WHAT TO DO: Go through the data and retrieve each line that includes the string "segment".

SUPPLIED MATERIAL:
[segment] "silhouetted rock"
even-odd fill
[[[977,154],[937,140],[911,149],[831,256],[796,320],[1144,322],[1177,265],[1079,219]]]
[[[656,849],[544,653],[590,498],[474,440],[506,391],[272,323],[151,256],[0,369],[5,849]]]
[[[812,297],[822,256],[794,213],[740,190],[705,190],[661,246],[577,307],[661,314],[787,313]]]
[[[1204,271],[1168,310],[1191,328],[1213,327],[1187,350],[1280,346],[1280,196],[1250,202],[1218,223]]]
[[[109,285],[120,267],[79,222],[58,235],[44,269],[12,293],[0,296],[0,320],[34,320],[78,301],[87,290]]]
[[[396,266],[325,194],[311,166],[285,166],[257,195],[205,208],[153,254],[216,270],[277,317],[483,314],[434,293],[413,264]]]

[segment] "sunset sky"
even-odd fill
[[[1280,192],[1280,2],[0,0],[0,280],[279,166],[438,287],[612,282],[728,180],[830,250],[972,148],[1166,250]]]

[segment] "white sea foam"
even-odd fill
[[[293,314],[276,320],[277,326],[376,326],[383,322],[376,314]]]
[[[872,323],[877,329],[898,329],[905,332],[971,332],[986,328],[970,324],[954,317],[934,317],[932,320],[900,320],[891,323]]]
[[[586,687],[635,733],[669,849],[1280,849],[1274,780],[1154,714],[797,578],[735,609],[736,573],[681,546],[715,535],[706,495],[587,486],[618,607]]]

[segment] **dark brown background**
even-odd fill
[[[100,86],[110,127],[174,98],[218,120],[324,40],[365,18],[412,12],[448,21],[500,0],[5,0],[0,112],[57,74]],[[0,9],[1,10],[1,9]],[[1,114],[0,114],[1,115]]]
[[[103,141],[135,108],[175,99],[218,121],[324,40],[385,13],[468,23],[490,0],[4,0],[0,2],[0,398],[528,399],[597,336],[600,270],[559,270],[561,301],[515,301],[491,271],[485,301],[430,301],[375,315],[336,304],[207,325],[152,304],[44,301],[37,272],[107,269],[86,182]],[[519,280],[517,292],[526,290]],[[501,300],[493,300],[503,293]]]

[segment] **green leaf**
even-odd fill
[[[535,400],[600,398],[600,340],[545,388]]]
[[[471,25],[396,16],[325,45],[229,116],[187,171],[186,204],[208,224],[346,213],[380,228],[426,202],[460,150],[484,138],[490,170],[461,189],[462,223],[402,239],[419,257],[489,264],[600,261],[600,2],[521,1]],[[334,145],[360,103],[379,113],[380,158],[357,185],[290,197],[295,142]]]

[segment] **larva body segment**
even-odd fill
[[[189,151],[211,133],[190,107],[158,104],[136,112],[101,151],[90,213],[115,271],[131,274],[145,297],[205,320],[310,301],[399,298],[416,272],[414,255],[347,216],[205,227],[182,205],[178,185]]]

TASK RESPONSE:
[segment] "silhouetted rock"
[segment] "sunset sky"
[segment] "white sea foam"
[segment] **dark brown background**
[segment] **green leaf**
[segment] **larva body segment**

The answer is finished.